● **TASK TO CARRY OUT**:
Reproduce word for word the passage of the olympian mindset text from "In spirit of" up to and including "even more important.".

*** Opening of SELECTED EXTRACT ***

In spirit of the winter olympics, I’d like to talk about the olympian mindset and what makes these athletes the best of the best. Some people like to think that olympians are genetically gifted. Perhaps some of them do have a perfect genetic makeup for their sport, but what separates one olympian from another? These athletes are the best of the best, there isn’t much difference among them, especially the top 3 in each sport. When the top 3 show up to compete, the athlete that wins by a tenth of a tenth of a second proves that the mindset is even more important.
These principles are from books and interviews with the world’s best olympians. These are principles you can use to be your best self. Even one change can bring you closer to creating the life of your dreams.
1. Build habits for success. Michael Phelp’s swimming coach has him swim without goggles on occasion so that if they got knocked off in a race, he would be fine. When you are in a tough decision, how do you respond? At 3:00 when you get hungry, do you eat unhealthy snacks from the vending machine? If so, change that habit and bring a stick of cheese and apple and stay away from the vending machine.
2. Eat to fuel your workout and keep it consistent. In my studies of many olympians diets, you will see many more vegetables than sweets, but you won’t see many named diets like Zone, Atkins, gluten-free, etc. Every meal is about giving them energy to perform at their top level. They choose foods that keep them mentally and physically strong. Often times they eat the same thing at the same time each day, even when they travel. How does your food fuel your performance? Do you eat at the same time each day? Are you aware of what you eat? Trying keeping a 3 day food log, then review it and determine whether your foods are fueling your performance.

*** Close of SELECTED EXTRACT ***
*** Opening of DATASET RECORDS ***

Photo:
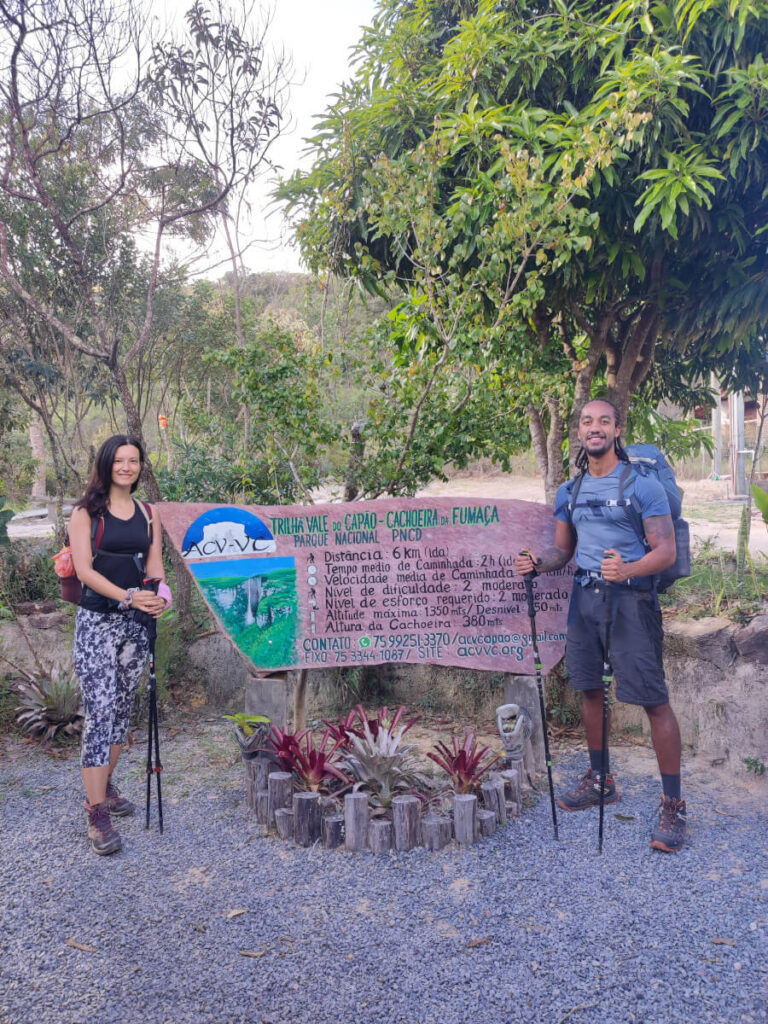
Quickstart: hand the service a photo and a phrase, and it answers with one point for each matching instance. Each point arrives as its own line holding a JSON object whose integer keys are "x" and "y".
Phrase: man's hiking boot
{"x": 119, "y": 806}
{"x": 587, "y": 793}
{"x": 103, "y": 838}
{"x": 670, "y": 833}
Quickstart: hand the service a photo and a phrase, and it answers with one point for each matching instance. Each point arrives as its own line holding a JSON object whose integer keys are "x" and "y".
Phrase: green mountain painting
{"x": 258, "y": 611}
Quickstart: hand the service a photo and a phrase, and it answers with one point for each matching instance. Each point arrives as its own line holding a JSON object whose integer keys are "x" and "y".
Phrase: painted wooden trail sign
{"x": 426, "y": 581}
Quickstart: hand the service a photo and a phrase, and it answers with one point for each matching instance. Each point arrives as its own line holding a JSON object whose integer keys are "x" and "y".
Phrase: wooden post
{"x": 333, "y": 830}
{"x": 511, "y": 779}
{"x": 280, "y": 786}
{"x": 407, "y": 821}
{"x": 436, "y": 832}
{"x": 486, "y": 822}
{"x": 250, "y": 774}
{"x": 465, "y": 817}
{"x": 284, "y": 822}
{"x": 355, "y": 820}
{"x": 299, "y": 700}
{"x": 380, "y": 836}
{"x": 523, "y": 690}
{"x": 262, "y": 807}
{"x": 262, "y": 765}
{"x": 501, "y": 803}
{"x": 306, "y": 818}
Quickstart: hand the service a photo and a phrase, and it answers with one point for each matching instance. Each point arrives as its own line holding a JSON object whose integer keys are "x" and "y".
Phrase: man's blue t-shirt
{"x": 599, "y": 527}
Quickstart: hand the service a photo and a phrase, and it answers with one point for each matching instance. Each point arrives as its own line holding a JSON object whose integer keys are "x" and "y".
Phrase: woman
{"x": 112, "y": 558}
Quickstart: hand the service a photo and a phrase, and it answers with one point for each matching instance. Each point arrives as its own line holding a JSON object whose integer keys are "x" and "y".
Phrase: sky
{"x": 317, "y": 35}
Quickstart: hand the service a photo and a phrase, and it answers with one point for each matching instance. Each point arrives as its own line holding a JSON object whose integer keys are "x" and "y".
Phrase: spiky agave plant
{"x": 381, "y": 765}
{"x": 50, "y": 706}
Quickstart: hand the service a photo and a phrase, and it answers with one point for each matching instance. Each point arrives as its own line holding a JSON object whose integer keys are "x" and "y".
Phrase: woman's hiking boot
{"x": 587, "y": 793}
{"x": 669, "y": 835}
{"x": 119, "y": 806}
{"x": 103, "y": 838}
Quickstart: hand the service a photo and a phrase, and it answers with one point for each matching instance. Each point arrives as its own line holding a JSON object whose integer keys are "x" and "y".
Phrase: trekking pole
{"x": 528, "y": 580}
{"x": 153, "y": 738}
{"x": 607, "y": 680}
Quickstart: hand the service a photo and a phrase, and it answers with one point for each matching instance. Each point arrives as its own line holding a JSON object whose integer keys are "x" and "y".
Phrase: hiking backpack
{"x": 71, "y": 587}
{"x": 647, "y": 460}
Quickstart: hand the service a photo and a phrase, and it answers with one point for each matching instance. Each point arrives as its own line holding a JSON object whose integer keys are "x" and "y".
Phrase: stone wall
{"x": 717, "y": 674}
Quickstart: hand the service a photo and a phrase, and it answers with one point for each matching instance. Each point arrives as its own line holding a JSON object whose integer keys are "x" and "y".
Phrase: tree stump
{"x": 486, "y": 822}
{"x": 329, "y": 806}
{"x": 512, "y": 790}
{"x": 465, "y": 818}
{"x": 501, "y": 803}
{"x": 280, "y": 786}
{"x": 436, "y": 832}
{"x": 492, "y": 799}
{"x": 262, "y": 807}
{"x": 250, "y": 773}
{"x": 262, "y": 765}
{"x": 333, "y": 830}
{"x": 284, "y": 822}
{"x": 407, "y": 822}
{"x": 306, "y": 818}
{"x": 380, "y": 836}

*** Close of DATASET RECORDS ***

● **WRITTEN SOLUTION**:
In spirit of the winter olympics, I’d like to talk about the olympian mindset and what makes these athletes the best of the best. Some people like to think that olympians are genetically gifted. Perhaps some of them do have a perfect genetic makeup for their sport, but what separates one olympian from another? These athletes are the best of the best, there isn’t much difference among them, especially the top 3 in each sport. When the top 3 show up to compete, the athlete that wins by a tenth of a tenth of a second proves that the mindset is even more important.